◆ **Instrucciones de la tarea**
Reescribe la parte del texto sobre el aislamiento que empieza con "Estuve leyendo varios" y sigue hasta "diferente y mejor.", y reemplaza "pandemia" por "cuarentena".

◆ **Fragmento extraído**
————

Por Maite Pil.
El domingo pasado, cuando me enteré de que iban a suspender las clases, me enojé. El lunes estuve todo el día a las puteadas, el martes, también. El miércoles me angustié y, para cuando decretaron el aislamiento obligatorio, ya estaba entregada. No siento ansiedad, no tengo planes ni fantaseo con hacer cosas para cuando volvamos a la rutina. Tampoco me prometo cambios para cuando todo termine, ni ando romantizando la vida como la conocía hasta antes de todo esto. No estoy pendiente de las fechas, es más, pienso que todo puede extenderse más allá de lo imaginable. Considerar esa opción me tranquiliza. Ejercer mi maternidad me entrenó en este sentido, como ya lo he dicho en otras oportunidades. Me enseñó a ser impotente sin volverme loca.
Estuve leyendo varios artículos sobre la sexualidad en tiempos de pandemia. Y me causaron un poco de gracia, algunos, debo decir. Pareciera que muchos se olvidaron de que antes tampoco teníamos el encuentro con un otro garantizado. De hecho, era una queja constante: se puede y no se quiere. Pero bueno, supongo que los seres humanos funcionamos un poco así, necesitamos de ese obstáculo externo para convencernos de que sin él todo sería diferente y mejor.
También están los que consideran a la masturbación como una forma útil de suplantar el acto sexual. Y se creen revolucionarios por escribir sobre eso. A mí me parece lo contrario, de hecho. Se justifica una práctica que no necesita justificación alguna. Y, además, se reduce la sexualidad a una suerte de mecanismo de descarga.
Estamos frente a una situación atípica, inédita. Estamos todos arrebatados, se nos impuso otro mundo, otra realidad. Una que pulveriza al sujeto capitalista. Ese que cree que todo lo controla y que acopia recursos materiales para establecerse sus propias reglas y prescindir del otro, o para hacer del otro un instrumento más. En este sentido, pienso que este presente, de limitaciones, miedos e incertidumbres, se le parece bastante a experimentar el amor.

————

Entradas de datos almacenadas:
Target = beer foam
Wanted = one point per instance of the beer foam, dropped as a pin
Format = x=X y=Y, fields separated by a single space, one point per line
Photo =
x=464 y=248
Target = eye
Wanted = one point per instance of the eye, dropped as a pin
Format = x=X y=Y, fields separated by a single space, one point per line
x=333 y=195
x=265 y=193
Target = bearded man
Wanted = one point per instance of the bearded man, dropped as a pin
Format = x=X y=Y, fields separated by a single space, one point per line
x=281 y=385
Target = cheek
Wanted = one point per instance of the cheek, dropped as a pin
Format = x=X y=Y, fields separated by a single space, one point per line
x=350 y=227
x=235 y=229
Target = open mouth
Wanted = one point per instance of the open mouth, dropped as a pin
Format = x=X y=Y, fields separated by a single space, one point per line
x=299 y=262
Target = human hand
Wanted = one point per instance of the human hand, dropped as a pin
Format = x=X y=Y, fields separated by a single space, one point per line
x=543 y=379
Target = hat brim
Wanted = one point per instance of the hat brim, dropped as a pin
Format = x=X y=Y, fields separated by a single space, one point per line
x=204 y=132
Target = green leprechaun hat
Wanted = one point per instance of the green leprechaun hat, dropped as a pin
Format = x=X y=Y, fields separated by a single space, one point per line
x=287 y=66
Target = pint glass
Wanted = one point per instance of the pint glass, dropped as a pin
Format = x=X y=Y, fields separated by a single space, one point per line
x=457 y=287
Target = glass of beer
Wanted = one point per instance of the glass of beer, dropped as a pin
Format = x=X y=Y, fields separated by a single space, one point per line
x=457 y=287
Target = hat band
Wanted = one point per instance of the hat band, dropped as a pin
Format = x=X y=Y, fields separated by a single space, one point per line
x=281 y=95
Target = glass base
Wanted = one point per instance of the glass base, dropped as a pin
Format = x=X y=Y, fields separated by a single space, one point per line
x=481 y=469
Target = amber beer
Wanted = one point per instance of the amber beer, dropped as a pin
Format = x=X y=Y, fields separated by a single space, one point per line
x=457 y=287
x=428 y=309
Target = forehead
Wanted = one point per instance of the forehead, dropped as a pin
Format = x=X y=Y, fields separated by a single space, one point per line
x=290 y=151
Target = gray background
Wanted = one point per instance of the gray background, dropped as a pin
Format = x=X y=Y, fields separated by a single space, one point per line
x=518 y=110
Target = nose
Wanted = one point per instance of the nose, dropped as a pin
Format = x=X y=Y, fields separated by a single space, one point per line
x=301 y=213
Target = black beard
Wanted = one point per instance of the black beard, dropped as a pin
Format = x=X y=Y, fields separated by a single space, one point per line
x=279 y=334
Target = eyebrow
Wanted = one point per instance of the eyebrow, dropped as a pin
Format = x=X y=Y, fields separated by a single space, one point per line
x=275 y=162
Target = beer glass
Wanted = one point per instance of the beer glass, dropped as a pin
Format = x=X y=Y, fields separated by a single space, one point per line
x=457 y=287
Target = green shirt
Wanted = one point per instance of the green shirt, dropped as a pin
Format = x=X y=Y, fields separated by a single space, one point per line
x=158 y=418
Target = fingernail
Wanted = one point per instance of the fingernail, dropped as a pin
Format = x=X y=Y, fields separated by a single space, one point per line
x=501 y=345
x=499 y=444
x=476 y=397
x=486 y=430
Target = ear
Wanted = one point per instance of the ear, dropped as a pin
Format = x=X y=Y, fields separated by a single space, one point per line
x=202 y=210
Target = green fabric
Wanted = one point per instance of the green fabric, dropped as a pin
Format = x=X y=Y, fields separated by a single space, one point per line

————

◆ **Resultado de la tarea**
Estuve leyendo varios artículos sobre la sexualidad en tiempos de cuarentena. Y me causaron un poco de gracia, algunos, debo decir. Pareciera que muchos se olvidaron de que antes tampoco teníamos el encuentro con un otro garantizado. De hecho, era una queja constante: se puede y no se quiere. Pero bueno, supongo que los seres humanos funcionamos un poco así, necesitamos de ese obstáculo externo para convencernos de que sin él todo sería diferente y mejor.